- Given exercise
Quote verbatim the rows below from the line with "Target = person standing on grass" to the line with "[(381, 54)]", including both of those lines.

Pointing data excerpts

(begin)

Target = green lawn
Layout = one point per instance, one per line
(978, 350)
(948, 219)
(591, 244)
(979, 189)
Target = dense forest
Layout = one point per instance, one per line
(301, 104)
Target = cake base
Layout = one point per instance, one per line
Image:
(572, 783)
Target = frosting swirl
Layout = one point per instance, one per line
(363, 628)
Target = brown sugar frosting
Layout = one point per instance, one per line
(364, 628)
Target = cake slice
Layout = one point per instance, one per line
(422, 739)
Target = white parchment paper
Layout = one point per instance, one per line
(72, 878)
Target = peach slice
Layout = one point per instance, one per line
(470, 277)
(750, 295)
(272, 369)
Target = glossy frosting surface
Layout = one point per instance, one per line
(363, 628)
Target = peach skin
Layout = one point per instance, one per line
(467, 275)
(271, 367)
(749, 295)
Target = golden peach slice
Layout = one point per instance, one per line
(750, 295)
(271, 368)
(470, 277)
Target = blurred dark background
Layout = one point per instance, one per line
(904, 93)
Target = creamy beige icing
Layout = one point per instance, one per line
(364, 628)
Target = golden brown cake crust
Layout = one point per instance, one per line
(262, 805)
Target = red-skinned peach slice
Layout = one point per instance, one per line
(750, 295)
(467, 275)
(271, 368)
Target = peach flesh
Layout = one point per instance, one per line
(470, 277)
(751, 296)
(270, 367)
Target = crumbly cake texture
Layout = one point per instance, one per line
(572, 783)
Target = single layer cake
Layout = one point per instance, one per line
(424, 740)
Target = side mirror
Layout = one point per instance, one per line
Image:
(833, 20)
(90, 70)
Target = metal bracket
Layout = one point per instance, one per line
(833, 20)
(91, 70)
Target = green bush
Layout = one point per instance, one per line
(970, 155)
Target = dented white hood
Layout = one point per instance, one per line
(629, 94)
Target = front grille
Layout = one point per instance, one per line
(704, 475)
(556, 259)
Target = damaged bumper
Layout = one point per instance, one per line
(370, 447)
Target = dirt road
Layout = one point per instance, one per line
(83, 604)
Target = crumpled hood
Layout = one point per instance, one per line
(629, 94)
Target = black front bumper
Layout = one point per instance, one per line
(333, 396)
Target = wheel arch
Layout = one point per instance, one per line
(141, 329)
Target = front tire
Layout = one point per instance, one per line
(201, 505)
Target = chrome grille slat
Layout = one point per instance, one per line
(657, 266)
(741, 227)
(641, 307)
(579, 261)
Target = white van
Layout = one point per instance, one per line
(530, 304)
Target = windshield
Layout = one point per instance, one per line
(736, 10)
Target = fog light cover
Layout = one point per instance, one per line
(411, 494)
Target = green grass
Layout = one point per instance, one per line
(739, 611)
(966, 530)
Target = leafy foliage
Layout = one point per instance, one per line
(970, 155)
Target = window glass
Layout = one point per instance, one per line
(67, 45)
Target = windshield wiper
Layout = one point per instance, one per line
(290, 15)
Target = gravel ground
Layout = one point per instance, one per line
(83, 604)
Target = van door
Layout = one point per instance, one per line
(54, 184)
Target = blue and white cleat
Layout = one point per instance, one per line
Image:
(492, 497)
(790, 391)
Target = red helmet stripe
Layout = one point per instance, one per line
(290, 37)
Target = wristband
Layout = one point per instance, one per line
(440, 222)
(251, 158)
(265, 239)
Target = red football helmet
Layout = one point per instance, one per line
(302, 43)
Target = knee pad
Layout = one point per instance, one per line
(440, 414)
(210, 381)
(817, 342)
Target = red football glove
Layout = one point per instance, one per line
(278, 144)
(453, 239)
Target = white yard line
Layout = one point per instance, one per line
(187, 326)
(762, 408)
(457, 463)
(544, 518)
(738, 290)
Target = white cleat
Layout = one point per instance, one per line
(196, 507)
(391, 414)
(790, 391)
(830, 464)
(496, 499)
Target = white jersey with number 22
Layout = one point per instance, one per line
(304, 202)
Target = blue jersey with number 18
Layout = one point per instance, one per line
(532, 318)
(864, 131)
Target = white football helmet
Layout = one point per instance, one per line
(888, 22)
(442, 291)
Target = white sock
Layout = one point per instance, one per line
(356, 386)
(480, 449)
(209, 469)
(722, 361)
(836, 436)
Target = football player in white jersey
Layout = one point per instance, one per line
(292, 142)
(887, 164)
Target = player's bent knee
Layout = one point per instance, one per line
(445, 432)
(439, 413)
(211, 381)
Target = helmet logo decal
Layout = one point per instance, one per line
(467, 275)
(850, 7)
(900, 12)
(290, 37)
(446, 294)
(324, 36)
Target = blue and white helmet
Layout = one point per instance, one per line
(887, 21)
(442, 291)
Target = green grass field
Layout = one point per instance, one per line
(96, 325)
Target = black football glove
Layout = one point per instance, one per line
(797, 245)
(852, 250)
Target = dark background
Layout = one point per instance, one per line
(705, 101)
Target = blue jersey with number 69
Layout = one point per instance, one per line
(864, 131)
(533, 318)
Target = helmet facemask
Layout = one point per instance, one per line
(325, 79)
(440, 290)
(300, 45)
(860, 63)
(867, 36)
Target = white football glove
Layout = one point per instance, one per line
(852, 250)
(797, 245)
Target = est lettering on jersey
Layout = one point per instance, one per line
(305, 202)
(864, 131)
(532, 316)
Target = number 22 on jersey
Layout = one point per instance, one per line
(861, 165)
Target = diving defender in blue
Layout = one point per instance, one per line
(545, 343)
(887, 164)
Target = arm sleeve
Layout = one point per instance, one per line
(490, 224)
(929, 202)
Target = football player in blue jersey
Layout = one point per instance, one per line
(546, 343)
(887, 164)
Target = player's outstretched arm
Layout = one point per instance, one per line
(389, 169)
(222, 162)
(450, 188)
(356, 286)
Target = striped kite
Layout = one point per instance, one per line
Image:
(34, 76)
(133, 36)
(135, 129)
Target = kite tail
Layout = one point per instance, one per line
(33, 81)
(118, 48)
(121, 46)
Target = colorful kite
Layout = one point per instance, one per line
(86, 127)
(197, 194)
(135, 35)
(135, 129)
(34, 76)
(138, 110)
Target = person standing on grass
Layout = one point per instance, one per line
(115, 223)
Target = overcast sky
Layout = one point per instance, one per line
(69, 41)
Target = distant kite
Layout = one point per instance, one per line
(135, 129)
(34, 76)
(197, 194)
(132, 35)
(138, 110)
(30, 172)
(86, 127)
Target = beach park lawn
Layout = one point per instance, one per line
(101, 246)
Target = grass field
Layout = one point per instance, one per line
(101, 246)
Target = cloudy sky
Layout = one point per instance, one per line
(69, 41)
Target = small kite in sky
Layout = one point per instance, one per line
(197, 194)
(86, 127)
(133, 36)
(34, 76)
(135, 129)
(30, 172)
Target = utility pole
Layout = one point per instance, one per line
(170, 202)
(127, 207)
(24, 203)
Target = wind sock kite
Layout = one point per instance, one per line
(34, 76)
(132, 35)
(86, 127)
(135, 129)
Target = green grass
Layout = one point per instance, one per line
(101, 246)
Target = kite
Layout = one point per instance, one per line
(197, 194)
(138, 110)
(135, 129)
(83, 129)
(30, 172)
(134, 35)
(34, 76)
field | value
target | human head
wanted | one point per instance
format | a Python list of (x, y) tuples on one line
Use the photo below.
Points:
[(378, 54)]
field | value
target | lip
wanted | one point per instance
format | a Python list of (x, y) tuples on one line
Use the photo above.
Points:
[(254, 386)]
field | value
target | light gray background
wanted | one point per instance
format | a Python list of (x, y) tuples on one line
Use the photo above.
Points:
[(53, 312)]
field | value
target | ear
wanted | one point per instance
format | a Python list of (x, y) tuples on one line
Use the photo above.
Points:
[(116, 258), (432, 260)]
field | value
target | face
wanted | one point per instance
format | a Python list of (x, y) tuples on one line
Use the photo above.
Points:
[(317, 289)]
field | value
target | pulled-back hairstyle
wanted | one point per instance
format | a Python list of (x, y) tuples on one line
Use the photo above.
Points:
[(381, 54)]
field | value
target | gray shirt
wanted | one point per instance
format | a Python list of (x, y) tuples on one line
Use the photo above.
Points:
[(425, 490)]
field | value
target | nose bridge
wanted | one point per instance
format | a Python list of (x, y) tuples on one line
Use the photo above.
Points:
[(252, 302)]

(end)

- Problem solution
Target = person standing on grass
Layout = one point per instance, one per line
(115, 223)
Target = overcast sky
Layout = one point per instance, one per line
(69, 41)
Target = distant kite
Layout = one point per instance, one per line
(135, 129)
(34, 76)
(197, 194)
(132, 35)
(138, 110)
(30, 172)
(86, 127)
Target = beach park lawn
Layout = one point per instance, one per line
(101, 246)
Target = grass field
Layout = one point per instance, one per line
(101, 246)
Target = cloudy sky
Layout = one point per instance, one per line
(69, 41)
Target = small kite in sky
Layout = one point per instance, one per line
(197, 194)
(86, 127)
(133, 36)
(34, 76)
(135, 129)
(30, 172)
Target = utility pole
Layout = one point per instance, one per line
(170, 202)
(127, 207)
(24, 203)
Target = wind sock kite
Layout = one point per instance, one per line
(34, 76)
(132, 35)
(86, 127)
(135, 129)
Target = green grass
Layout = one point per instance, one per line
(101, 246)
Target = kite
Layout = one point per instance, one per line
(197, 194)
(138, 110)
(135, 129)
(83, 129)
(30, 172)
(134, 35)
(34, 76)
field | value
target | human head
wanted | one point per instance
format | a Python list of (x, y) tuples on one line
Use the photo below.
Points:
[(378, 54)]
field | value
target | lip
wanted | one point per instance
format | a Python list of (x, y) tuples on one line
Use the photo above.
Points:
[(254, 386)]
field | value
target | light gray background
wanted | one point per instance
format | a Python list of (x, y) tuples on one line
Use the photo above.
Points:
[(53, 312)]
field | value
target | ear
wanted | one point per instance
format | a Python list of (x, y) tuples on one line
Use the photo above.
Points:
[(116, 258), (432, 260)]
field | value
target | face
wanted | one point per instance
format | a Python list of (x, y) tuples on one line
Use the photo above.
Points:
[(317, 289)]
field | value
target | pulled-back hairstyle
wanted | one point per instance
format | a Python list of (x, y) tuples on one line
Use the photo above.
Points:
[(381, 54)]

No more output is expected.